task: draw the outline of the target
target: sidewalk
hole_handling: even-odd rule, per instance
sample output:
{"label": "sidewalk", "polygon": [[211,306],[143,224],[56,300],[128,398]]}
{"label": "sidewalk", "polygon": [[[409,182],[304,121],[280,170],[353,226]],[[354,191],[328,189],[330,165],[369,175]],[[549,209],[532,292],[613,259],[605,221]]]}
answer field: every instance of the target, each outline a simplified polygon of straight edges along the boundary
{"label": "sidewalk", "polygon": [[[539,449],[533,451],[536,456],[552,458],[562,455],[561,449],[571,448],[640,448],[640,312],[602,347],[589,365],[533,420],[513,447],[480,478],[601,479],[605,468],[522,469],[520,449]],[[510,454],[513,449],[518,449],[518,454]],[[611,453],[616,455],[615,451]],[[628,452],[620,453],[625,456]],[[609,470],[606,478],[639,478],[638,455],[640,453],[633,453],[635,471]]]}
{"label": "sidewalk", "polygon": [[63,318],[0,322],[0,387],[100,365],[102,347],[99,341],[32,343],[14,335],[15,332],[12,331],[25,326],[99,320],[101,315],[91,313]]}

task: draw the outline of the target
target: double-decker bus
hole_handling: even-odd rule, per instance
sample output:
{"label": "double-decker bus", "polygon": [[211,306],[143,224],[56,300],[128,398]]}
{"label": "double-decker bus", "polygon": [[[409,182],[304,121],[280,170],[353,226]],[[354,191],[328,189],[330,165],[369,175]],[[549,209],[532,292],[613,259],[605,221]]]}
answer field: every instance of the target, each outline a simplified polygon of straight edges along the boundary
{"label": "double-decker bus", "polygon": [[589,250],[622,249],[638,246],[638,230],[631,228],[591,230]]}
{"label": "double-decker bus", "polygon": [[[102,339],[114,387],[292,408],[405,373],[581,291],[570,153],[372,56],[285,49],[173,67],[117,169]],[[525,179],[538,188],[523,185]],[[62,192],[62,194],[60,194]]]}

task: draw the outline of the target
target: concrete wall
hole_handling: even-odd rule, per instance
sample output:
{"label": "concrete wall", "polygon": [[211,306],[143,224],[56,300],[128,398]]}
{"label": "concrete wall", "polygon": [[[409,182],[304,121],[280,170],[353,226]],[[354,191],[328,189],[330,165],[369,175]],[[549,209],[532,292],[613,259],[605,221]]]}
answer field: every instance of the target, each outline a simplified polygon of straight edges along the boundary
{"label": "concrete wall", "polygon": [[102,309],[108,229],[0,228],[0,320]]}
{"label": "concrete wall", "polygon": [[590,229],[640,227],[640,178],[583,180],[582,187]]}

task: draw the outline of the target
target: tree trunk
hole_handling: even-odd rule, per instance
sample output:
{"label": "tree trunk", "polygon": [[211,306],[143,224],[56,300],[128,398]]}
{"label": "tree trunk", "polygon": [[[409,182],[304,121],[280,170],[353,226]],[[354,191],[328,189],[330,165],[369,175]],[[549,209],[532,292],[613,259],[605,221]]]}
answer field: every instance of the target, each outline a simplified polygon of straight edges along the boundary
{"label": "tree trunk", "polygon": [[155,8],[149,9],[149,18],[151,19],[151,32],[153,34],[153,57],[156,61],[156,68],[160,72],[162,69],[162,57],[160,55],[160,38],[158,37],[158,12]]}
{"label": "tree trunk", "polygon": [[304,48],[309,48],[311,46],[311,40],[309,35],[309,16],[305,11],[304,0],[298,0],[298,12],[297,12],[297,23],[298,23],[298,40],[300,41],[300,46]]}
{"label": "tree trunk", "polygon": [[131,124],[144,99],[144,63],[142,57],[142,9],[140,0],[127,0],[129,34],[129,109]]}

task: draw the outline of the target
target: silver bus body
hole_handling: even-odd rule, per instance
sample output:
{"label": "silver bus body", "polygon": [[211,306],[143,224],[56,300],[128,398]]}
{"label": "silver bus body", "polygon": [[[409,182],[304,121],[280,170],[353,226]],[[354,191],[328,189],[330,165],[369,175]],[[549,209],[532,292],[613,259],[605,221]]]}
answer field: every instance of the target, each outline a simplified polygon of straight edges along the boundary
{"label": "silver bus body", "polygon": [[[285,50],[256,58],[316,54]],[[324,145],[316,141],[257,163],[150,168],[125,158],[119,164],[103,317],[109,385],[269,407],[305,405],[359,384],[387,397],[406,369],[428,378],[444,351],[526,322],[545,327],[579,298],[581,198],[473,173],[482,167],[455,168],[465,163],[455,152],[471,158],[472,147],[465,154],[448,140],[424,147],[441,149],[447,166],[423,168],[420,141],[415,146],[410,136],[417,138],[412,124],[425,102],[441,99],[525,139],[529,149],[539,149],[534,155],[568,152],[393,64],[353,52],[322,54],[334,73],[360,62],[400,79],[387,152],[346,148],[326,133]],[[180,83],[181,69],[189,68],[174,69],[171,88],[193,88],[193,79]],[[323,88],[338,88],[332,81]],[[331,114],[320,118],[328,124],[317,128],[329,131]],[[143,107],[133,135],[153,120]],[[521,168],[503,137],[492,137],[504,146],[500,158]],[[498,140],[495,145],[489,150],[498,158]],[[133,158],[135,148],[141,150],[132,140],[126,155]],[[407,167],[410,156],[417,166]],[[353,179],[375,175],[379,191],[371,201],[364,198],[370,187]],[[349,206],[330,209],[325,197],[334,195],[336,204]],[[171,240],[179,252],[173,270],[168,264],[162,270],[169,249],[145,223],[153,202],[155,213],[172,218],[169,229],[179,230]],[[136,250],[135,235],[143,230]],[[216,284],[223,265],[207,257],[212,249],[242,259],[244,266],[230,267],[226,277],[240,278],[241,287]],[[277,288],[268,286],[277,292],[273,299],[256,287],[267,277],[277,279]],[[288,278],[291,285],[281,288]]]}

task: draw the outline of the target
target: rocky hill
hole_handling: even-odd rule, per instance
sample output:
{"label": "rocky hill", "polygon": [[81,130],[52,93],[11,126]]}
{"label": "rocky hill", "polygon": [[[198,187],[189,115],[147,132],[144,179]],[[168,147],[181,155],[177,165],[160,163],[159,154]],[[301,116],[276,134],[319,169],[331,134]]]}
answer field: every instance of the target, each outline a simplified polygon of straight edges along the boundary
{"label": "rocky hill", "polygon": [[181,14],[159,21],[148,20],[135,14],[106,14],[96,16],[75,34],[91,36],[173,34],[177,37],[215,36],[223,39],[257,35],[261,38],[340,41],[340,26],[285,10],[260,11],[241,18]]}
-.-.-
▶ _Task objective_: The whole of the data is to be returned with every line intact.

▶ _Response area_:
task: draw the outline of the target
target: sidewalk
hole_handling: even-odd rule, per instance
sample output:
{"label": "sidewalk", "polygon": [[211,306],[143,224],[56,300],[128,398]]}
{"label": "sidewalk", "polygon": [[[409,182],[304,121],[280,170],[353,226]],[[354,191],[328,189],[330,165],[369,175]],[[549,209],[532,292],[613,259],[605,221]]]}
answer field: every instance of the target, each outline a simplified polygon of straight edges along the boundary
{"label": "sidewalk", "polygon": [[[539,449],[533,451],[536,456],[552,458],[562,455],[561,449],[571,448],[640,448],[640,312],[602,347],[589,365],[533,420],[513,447],[480,478],[601,479],[605,468],[522,469],[520,449]],[[510,454],[513,449],[518,449],[518,454]],[[611,453],[616,455],[615,451]],[[628,452],[620,453],[625,456]],[[609,470],[606,478],[639,478],[638,455],[640,453],[633,453],[635,471]]]}
{"label": "sidewalk", "polygon": [[63,318],[0,322],[0,387],[100,365],[102,347],[99,341],[32,343],[14,335],[15,332],[12,331],[25,326],[99,320],[101,315],[91,313]]}

task: draw the outline of the target
target: double-decker bus
hole_handling: even-odd rule, per instance
sample output:
{"label": "double-decker bus", "polygon": [[211,306],[143,224],[56,300],[128,398]]}
{"label": "double-decker bus", "polygon": [[[409,182],[304,121],[280,170],[353,226]],[[354,191],[328,189],[330,165],[369,175]],[[549,209],[532,292],[613,259],[605,221]]]}
answer field: every instance of the target, each outline a simplified polygon of straight edges along the boundary
{"label": "double-decker bus", "polygon": [[589,250],[622,249],[638,246],[638,230],[631,228],[591,230]]}
{"label": "double-decker bus", "polygon": [[[102,339],[114,387],[292,408],[405,373],[581,291],[570,153],[372,56],[285,49],[173,67],[117,169]],[[525,179],[538,188],[523,185]],[[62,192],[62,194],[60,194]]]}

task: draw the outline of the target
target: concrete wall
hole_handling: even-odd rule, per instance
sample output:
{"label": "concrete wall", "polygon": [[211,306],[143,224],[56,300],[128,398]]}
{"label": "concrete wall", "polygon": [[[409,182],[304,121],[280,170],[353,226]],[[354,191],[328,189],[330,165],[369,175]],[[549,209],[532,292],[613,259],[605,221]]]}
answer field: every instance of the target, each outline a simplified polygon of straight edges along the boundary
{"label": "concrete wall", "polygon": [[102,309],[108,229],[0,228],[0,320]]}
{"label": "concrete wall", "polygon": [[590,229],[640,227],[640,178],[583,180],[582,187]]}

task: draw the outline of the target
target: tree trunk
hole_handling: even-odd rule, per instance
sample output:
{"label": "tree trunk", "polygon": [[211,306],[143,224],[56,300],[128,398]]}
{"label": "tree trunk", "polygon": [[[409,182],[304,121],[280,170],[353,226]],[[354,191],[328,189],[330,165],[369,175]],[[549,209],[532,292],[613,259],[605,221]]]}
answer field: every instance of the target, each outline a simplified polygon of straight edges along the boundary
{"label": "tree trunk", "polygon": [[155,8],[149,9],[149,18],[151,19],[151,32],[153,34],[153,57],[156,61],[156,68],[160,72],[162,69],[162,57],[160,55],[160,38],[158,37],[158,12]]}
{"label": "tree trunk", "polygon": [[304,48],[309,48],[311,46],[311,40],[309,35],[309,16],[305,11],[304,0],[298,0],[298,12],[297,12],[297,23],[298,23],[298,40],[300,41],[300,46]]}
{"label": "tree trunk", "polygon": [[131,124],[144,99],[144,63],[142,57],[142,9],[140,0],[127,0],[129,34],[129,109]]}

task: draw the outline of the target
target: silver bus body
hole_handling: even-odd rule, per instance
sample output:
{"label": "silver bus body", "polygon": [[211,306],[143,224],[56,300],[128,398]]}
{"label": "silver bus body", "polygon": [[[409,182],[304,121],[280,170],[353,226]],[[354,191],[328,189],[330,165],[369,175]],[[549,209],[532,292],[613,259],[605,221]]]}
answer field: every instance of the target, each outline a simplified polygon of straight edges along the boundary
{"label": "silver bus body", "polygon": [[[285,50],[256,58],[316,54]],[[324,145],[316,141],[257,163],[150,168],[125,158],[119,164],[103,317],[109,385],[269,407],[305,405],[359,384],[387,397],[406,369],[428,378],[444,351],[526,322],[545,327],[579,298],[581,198],[473,173],[482,167],[455,168],[465,163],[455,152],[471,158],[472,147],[465,154],[448,140],[424,147],[441,149],[447,166],[423,168],[420,141],[415,146],[410,136],[417,138],[412,124],[425,102],[441,99],[525,139],[529,149],[539,149],[534,155],[568,152],[393,64],[353,52],[322,54],[334,73],[360,62],[400,79],[387,152],[346,148],[326,133]],[[180,83],[181,69],[189,68],[174,69],[171,88],[193,88],[193,79]],[[323,88],[338,88],[332,81]],[[331,114],[320,118],[328,124],[317,128],[329,131]],[[143,107],[133,135],[153,120]],[[521,168],[503,137],[492,137],[504,146],[500,158]],[[498,140],[495,145],[489,150],[498,158]],[[133,158],[135,148],[141,150],[132,140],[126,155]],[[407,167],[410,156],[417,166]],[[353,179],[375,175],[379,191],[371,201],[364,198],[370,187]],[[349,206],[330,209],[325,197],[334,195],[336,204]],[[171,240],[179,252],[173,270],[168,264],[162,270],[169,249],[145,223],[153,202],[155,213],[172,218],[169,229],[179,230]],[[136,250],[135,235],[143,230]],[[216,284],[223,265],[207,257],[212,249],[242,259],[244,266],[230,267],[226,277],[240,278],[241,287]],[[277,288],[268,286],[277,292],[273,299],[256,287],[267,277],[277,279]],[[288,278],[291,285],[281,288]]]}

task: draw the outline of the target
target: rocky hill
hole_handling: even-odd rule, per instance
sample output:
{"label": "rocky hill", "polygon": [[81,130],[52,93],[11,126]]}
{"label": "rocky hill", "polygon": [[[198,187],[189,115],[147,132],[144,179]],[[168,147],[181,155],[177,165],[160,163],[159,154]],[[301,116],[276,134],[319,169],[331,134]]]}
answer field: every instance of the target, each outline a simplified polygon of straight edges along the boundary
{"label": "rocky hill", "polygon": [[181,14],[159,21],[148,20],[135,14],[106,14],[96,16],[75,34],[91,36],[173,34],[177,37],[215,36],[223,39],[257,35],[261,38],[340,41],[340,26],[285,10],[260,11],[241,18]]}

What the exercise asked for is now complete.